**EXERCISE PROMPT:**
Please reproduce the data starting at the line that contains "Target: illuminated storefront" and ending after the line that contains "96], [54, 61]]", with the requests kept as they are and 109 added to every coordinate in the answers.

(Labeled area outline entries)
----------------------------------------

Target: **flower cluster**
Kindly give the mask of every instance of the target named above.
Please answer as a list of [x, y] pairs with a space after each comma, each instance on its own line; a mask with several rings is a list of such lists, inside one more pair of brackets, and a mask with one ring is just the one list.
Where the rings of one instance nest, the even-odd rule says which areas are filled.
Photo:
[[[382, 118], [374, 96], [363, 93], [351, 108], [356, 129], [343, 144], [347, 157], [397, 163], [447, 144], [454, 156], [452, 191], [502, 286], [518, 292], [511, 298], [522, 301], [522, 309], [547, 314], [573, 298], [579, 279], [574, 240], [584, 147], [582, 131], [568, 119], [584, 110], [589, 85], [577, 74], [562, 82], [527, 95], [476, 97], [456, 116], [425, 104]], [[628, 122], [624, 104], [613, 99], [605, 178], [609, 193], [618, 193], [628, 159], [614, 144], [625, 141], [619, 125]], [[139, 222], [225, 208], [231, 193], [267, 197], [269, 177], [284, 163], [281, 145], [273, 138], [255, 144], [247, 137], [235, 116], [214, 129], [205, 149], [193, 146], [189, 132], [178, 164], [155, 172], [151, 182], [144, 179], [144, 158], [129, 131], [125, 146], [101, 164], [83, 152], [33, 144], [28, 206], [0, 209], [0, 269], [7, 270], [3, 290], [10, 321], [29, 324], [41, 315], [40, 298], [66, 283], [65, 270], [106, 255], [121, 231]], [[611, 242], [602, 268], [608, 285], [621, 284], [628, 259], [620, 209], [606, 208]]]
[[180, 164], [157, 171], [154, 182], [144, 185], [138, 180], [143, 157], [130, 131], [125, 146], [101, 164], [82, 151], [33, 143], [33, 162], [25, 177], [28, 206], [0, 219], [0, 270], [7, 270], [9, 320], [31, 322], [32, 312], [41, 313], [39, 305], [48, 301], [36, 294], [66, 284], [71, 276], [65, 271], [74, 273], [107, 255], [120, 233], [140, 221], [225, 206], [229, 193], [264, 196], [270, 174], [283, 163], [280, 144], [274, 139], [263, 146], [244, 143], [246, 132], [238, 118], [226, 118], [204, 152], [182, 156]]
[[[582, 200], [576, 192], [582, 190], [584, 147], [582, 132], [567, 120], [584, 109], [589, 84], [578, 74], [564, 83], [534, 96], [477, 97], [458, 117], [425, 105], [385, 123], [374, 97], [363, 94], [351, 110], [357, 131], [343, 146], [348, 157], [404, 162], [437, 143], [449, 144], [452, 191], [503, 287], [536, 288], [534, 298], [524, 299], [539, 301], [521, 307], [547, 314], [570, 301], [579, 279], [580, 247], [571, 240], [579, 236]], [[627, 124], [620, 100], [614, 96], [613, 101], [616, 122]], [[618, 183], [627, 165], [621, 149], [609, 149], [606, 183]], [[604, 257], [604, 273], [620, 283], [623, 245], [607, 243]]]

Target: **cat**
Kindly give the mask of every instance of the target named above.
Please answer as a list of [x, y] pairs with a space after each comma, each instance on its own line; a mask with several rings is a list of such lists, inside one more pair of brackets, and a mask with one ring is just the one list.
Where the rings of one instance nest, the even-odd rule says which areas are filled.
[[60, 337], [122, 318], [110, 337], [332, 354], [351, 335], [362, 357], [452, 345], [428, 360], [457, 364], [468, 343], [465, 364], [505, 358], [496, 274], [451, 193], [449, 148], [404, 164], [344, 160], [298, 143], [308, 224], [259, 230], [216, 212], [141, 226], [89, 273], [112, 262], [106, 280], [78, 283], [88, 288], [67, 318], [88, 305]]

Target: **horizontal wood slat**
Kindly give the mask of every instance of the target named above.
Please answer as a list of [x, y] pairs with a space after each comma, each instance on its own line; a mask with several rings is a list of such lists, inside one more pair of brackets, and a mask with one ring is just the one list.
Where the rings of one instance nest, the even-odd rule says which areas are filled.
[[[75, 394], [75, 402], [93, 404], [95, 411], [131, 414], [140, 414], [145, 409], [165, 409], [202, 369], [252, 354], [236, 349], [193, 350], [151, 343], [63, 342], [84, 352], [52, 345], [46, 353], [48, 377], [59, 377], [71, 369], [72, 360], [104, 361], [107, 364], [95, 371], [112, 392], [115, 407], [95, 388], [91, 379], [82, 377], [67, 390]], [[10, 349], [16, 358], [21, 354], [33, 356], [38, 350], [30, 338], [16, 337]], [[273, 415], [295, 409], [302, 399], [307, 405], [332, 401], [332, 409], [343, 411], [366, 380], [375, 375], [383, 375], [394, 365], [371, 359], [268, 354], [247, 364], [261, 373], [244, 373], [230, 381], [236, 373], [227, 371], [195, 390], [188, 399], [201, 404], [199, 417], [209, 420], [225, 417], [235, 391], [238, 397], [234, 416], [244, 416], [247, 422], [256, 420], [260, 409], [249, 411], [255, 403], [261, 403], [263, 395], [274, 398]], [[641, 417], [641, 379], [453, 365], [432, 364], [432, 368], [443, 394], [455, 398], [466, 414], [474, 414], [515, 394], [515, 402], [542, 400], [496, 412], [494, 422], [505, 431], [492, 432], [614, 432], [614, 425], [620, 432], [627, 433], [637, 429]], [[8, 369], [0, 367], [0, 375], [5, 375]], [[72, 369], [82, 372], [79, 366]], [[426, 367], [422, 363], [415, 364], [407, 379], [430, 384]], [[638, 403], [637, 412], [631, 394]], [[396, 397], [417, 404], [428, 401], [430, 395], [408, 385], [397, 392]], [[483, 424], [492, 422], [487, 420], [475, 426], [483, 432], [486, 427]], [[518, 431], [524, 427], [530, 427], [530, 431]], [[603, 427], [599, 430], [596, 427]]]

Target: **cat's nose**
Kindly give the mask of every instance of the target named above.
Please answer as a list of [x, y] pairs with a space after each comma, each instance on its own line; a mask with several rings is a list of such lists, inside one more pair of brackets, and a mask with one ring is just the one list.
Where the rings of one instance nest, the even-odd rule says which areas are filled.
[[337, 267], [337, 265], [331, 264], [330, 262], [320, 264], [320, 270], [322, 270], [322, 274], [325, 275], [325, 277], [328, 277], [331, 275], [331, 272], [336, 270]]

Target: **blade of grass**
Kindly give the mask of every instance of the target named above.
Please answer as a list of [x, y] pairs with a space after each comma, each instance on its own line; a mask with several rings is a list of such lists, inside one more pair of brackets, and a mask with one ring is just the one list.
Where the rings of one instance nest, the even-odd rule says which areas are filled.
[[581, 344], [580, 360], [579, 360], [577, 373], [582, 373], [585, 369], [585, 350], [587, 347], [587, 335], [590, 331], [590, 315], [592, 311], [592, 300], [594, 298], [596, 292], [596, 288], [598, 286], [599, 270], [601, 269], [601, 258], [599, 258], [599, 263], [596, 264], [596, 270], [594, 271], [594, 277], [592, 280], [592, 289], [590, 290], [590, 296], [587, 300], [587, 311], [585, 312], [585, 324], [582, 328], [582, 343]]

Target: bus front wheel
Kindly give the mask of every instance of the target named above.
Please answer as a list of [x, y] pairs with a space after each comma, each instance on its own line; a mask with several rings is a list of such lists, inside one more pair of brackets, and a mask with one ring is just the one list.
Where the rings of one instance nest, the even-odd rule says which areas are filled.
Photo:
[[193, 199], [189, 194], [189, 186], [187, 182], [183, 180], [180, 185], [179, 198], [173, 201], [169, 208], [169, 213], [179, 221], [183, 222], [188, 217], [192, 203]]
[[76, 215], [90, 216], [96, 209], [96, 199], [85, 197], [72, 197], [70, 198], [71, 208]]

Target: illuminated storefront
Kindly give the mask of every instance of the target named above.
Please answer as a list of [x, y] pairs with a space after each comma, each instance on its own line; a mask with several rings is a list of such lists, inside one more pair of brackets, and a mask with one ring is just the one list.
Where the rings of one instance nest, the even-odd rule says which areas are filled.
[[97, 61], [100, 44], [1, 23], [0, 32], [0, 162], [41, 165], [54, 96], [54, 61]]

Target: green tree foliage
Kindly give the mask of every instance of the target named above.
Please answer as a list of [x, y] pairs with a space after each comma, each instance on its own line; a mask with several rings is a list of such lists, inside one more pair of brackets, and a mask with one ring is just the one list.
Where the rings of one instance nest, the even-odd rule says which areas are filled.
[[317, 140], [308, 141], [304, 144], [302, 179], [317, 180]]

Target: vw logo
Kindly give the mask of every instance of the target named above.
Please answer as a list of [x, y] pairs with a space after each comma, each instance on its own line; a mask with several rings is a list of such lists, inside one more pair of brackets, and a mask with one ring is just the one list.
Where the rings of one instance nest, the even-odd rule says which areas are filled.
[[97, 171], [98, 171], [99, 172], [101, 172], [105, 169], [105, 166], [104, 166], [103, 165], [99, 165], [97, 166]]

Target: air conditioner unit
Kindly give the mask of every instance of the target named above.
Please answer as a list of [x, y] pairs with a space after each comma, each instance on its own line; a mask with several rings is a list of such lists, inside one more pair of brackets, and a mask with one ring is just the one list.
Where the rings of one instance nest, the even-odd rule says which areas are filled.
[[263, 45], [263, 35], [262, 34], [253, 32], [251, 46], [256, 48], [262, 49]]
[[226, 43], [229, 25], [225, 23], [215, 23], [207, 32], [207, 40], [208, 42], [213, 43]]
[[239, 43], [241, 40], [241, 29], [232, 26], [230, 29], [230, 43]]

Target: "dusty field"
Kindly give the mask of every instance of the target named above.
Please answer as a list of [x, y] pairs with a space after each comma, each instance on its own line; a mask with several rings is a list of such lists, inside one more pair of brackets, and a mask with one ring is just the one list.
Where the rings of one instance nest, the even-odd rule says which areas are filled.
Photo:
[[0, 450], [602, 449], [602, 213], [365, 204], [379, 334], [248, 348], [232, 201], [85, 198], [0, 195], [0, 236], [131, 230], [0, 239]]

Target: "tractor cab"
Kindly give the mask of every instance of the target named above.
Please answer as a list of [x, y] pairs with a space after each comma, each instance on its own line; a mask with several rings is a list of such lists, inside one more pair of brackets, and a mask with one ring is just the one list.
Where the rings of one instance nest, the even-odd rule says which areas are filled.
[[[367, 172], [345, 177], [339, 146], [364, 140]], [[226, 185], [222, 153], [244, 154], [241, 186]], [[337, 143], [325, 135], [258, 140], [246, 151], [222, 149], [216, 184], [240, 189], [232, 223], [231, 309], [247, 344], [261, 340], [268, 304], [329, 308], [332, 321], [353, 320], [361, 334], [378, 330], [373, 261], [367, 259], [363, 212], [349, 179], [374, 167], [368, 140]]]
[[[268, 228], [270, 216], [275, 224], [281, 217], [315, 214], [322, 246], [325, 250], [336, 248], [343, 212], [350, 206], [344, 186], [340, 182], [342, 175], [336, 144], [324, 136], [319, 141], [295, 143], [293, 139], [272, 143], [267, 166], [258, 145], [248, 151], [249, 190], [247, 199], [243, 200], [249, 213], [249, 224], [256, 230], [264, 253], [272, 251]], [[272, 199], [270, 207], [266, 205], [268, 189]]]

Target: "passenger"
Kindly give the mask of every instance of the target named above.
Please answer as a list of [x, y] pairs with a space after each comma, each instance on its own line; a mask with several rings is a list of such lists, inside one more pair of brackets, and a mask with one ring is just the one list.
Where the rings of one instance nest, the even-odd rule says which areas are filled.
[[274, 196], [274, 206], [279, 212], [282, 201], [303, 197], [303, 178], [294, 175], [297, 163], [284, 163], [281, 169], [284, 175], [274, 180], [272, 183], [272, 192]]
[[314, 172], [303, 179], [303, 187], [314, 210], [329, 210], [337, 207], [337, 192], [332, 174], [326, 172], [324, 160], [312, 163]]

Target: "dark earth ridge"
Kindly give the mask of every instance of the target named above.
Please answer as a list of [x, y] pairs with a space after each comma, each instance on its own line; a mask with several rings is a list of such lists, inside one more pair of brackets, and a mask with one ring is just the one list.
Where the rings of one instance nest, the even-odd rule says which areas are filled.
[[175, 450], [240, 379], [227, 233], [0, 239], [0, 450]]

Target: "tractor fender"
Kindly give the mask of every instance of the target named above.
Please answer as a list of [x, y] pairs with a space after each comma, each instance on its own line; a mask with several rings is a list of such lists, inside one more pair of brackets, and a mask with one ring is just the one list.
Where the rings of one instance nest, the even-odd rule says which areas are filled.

----------------------------------------

**RESULT:**
Target: illuminated storefront
Kindly give the mask of every instance of the target named above.
Please answer as a list of [x, y] pairs with a space after each comma, each instance on its own line; a mask with several rings is a list of such lists, inside one more pair of brackets, and a mask with one ring is just the one list.
Where the rings of one instance nest, the even-odd rule says which areas are filled.
[[206, 170], [209, 153], [110, 132], [109, 141], [109, 271], [150, 274], [163, 205], [163, 170]]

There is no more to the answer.